[Information provided]
______________________________

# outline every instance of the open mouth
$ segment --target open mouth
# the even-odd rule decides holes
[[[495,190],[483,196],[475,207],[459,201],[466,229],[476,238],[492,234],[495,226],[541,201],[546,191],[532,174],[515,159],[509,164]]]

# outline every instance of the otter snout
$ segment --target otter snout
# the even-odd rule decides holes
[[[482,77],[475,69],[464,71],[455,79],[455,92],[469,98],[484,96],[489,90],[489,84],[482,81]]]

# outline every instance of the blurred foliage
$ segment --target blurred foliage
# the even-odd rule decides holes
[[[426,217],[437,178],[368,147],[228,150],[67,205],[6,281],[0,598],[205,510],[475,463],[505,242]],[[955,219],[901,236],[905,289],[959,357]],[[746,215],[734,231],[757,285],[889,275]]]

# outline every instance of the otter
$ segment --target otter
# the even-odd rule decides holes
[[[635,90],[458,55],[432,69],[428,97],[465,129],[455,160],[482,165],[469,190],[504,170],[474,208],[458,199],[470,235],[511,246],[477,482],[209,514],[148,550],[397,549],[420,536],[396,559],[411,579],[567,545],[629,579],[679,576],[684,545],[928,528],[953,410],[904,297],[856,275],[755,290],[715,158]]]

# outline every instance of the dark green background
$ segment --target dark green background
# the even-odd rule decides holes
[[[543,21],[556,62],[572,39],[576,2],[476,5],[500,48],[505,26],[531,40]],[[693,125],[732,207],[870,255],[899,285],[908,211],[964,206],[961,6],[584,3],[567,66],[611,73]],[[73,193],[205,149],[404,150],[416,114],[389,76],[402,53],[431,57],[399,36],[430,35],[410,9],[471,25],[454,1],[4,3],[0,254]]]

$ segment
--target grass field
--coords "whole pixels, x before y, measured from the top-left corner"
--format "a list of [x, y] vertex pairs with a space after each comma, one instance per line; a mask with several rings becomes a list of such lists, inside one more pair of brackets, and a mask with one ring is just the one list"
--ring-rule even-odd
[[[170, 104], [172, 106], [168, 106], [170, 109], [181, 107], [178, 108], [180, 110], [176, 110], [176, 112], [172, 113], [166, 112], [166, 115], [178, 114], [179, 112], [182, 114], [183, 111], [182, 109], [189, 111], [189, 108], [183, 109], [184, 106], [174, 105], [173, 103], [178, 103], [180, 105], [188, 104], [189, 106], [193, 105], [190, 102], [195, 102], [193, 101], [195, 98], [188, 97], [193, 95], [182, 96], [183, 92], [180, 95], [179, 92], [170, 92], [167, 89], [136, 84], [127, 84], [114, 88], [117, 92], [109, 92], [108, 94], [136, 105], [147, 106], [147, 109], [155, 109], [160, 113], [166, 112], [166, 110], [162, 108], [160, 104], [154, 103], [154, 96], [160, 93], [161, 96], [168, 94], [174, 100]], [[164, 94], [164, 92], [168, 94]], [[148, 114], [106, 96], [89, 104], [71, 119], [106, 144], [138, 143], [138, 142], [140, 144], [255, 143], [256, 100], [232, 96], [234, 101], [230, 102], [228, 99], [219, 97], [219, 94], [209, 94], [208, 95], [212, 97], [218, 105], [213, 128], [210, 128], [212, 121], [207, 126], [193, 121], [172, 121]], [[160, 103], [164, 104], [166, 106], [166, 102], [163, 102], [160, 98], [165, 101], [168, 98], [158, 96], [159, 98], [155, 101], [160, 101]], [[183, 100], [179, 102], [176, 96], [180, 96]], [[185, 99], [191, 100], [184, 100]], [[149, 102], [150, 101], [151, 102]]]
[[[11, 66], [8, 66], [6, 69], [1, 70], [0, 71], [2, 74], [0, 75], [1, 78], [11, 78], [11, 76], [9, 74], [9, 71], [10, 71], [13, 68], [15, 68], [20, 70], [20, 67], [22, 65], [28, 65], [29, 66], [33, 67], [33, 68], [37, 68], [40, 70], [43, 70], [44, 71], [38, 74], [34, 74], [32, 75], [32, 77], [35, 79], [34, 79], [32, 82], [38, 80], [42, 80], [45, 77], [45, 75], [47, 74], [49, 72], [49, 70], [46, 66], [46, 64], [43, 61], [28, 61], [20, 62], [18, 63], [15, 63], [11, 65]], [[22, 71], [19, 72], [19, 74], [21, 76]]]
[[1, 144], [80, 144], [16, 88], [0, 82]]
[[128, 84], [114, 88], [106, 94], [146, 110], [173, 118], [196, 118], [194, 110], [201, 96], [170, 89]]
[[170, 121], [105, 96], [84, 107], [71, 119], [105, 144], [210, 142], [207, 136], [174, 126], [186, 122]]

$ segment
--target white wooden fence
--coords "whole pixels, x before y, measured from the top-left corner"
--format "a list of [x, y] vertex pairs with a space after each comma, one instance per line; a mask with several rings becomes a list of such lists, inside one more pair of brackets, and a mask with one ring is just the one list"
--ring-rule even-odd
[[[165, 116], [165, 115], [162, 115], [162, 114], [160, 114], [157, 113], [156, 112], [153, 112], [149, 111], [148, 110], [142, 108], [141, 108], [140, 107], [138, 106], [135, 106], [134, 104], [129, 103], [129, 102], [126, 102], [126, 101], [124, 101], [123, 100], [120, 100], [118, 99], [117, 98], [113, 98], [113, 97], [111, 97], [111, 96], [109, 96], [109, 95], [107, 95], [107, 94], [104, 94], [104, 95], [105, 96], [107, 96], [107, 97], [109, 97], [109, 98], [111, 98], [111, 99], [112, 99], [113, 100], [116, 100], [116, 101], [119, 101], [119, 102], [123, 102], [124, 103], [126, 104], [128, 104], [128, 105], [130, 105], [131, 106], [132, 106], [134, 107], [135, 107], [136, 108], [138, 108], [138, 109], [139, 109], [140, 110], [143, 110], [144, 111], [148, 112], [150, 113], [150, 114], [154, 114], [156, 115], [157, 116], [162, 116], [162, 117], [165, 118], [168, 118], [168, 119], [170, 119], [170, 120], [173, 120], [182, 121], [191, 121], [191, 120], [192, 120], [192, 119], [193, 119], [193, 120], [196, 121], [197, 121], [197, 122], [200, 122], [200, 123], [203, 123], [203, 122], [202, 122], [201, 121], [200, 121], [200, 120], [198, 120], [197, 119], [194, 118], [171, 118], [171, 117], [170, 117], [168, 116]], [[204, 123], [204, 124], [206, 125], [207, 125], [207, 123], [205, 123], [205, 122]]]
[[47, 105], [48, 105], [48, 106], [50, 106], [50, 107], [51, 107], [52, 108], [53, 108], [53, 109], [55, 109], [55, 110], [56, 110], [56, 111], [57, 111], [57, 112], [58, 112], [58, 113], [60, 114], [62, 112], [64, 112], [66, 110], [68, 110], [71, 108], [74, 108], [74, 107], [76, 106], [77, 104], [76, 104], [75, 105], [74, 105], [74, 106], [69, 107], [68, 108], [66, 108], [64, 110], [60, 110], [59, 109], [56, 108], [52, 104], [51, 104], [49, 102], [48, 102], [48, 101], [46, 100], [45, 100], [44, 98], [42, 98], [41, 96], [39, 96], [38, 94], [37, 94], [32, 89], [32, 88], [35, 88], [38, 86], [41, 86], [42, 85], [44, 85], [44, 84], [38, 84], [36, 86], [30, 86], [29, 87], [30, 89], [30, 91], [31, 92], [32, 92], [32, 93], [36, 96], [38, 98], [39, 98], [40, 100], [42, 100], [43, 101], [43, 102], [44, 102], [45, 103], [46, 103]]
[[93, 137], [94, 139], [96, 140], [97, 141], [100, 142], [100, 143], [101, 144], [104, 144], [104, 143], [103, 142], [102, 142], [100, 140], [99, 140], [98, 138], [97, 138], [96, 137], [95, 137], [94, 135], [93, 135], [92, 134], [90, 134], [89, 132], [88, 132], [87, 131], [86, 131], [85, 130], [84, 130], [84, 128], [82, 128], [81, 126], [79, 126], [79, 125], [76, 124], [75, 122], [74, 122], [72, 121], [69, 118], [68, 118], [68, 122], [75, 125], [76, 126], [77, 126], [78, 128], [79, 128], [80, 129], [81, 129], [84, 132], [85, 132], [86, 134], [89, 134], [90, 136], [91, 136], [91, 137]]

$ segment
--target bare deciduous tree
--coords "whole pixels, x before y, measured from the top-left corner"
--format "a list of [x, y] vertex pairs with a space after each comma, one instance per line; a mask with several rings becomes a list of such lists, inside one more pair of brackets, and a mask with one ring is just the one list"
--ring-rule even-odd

______________________________

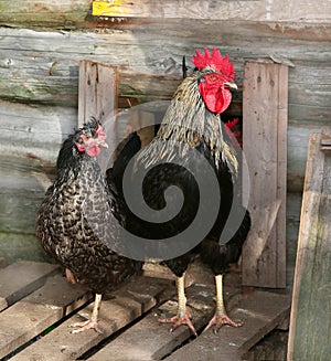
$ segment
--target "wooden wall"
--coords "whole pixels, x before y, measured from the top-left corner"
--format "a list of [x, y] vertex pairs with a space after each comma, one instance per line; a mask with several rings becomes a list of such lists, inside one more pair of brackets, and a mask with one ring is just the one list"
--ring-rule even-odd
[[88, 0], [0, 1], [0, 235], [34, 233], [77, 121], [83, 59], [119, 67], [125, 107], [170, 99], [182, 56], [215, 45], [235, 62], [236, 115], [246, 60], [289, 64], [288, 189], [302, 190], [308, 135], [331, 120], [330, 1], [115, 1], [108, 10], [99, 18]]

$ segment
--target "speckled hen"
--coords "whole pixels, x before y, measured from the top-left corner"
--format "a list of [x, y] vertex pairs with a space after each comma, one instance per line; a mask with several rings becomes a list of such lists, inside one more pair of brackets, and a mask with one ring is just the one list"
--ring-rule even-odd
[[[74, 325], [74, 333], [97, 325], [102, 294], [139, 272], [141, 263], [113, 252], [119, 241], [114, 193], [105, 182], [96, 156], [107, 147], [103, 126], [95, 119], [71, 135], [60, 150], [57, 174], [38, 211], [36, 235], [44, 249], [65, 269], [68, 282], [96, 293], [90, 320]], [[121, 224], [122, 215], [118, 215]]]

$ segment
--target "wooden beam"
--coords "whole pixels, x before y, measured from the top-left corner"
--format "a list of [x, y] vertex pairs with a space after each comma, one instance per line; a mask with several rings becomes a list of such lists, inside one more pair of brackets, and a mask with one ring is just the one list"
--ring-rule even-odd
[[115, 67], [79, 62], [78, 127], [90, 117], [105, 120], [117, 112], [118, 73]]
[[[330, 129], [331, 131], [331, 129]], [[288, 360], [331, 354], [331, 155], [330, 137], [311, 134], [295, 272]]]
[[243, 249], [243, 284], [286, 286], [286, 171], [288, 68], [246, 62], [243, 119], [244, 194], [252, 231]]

______________________________

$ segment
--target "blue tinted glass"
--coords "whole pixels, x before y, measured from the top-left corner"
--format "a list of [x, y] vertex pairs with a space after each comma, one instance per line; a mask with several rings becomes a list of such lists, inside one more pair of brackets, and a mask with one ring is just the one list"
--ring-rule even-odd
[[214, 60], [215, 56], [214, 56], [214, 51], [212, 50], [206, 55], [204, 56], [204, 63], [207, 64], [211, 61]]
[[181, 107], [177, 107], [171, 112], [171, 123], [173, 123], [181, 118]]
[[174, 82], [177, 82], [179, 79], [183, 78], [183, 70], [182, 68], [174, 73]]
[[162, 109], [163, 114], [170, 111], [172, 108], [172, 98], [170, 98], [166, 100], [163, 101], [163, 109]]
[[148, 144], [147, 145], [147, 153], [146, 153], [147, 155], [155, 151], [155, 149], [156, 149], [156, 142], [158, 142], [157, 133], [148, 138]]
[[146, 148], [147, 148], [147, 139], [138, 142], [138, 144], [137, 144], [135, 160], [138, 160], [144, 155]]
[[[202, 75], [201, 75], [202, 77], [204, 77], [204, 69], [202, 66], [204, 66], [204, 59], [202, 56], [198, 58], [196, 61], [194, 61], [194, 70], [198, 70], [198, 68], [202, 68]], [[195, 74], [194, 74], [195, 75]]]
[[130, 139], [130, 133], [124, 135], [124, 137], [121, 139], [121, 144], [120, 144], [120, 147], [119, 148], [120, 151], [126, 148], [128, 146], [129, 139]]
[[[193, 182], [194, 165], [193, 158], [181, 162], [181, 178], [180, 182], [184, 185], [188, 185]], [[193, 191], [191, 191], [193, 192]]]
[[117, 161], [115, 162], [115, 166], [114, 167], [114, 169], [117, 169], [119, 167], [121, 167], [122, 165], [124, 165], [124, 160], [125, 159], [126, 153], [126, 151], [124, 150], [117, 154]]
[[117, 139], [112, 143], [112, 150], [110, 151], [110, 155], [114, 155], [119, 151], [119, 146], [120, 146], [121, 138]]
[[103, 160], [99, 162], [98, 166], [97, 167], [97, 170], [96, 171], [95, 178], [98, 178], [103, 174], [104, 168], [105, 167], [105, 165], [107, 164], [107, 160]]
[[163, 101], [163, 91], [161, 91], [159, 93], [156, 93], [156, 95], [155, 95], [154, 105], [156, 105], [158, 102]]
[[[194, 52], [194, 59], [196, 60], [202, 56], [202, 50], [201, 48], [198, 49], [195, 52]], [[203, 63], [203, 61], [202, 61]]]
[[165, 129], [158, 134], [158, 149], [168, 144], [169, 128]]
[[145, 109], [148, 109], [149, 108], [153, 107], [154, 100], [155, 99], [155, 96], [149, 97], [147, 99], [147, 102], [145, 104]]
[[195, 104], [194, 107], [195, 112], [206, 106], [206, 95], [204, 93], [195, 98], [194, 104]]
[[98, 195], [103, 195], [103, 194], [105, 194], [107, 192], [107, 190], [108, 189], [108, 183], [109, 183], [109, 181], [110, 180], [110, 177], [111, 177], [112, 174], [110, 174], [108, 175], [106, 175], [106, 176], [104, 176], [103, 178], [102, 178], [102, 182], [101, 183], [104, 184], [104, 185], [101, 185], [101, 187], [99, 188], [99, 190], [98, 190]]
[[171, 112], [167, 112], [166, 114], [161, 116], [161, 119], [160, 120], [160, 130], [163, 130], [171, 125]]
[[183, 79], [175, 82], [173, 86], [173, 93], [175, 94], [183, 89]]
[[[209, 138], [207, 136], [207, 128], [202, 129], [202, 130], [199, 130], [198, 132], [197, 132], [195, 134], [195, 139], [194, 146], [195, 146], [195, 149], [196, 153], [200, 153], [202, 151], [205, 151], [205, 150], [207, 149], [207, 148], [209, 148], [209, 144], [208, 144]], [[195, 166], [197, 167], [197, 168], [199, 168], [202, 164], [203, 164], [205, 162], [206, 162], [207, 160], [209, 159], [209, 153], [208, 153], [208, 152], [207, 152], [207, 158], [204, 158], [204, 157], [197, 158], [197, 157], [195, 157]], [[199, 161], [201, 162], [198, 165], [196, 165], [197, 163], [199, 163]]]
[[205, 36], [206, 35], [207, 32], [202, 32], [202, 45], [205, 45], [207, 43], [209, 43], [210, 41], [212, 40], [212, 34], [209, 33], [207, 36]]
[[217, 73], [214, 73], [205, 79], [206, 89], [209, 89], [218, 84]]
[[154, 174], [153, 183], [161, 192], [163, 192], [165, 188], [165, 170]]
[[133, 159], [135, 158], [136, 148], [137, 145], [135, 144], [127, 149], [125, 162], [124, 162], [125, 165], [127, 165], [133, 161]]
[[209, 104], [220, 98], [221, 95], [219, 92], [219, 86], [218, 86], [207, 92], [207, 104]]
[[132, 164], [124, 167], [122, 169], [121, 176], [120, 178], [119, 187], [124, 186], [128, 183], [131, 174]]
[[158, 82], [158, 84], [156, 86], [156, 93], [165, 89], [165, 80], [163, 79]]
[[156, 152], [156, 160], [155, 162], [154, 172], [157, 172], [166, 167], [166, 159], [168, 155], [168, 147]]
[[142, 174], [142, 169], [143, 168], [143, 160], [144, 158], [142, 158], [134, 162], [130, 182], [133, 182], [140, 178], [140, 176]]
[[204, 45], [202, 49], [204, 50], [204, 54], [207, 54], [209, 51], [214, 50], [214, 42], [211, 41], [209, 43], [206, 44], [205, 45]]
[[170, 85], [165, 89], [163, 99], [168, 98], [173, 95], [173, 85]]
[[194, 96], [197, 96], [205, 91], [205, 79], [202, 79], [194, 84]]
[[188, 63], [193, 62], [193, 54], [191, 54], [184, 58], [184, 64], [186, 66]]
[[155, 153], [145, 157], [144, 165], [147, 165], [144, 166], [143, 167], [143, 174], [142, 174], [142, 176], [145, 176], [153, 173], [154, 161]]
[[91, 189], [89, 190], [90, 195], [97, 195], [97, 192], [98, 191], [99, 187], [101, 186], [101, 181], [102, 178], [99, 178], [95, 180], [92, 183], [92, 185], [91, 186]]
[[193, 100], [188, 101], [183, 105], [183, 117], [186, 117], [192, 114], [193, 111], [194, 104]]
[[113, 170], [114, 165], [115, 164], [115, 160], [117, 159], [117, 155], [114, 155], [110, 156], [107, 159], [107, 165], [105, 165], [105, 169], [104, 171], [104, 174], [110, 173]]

______________________________

[Required work] Extract every line of the rows that contains the string "open", and copy each one in full. Match case exactly.

[Answer in full]
# outline every instance of the open mouth
$ segment --target open mouth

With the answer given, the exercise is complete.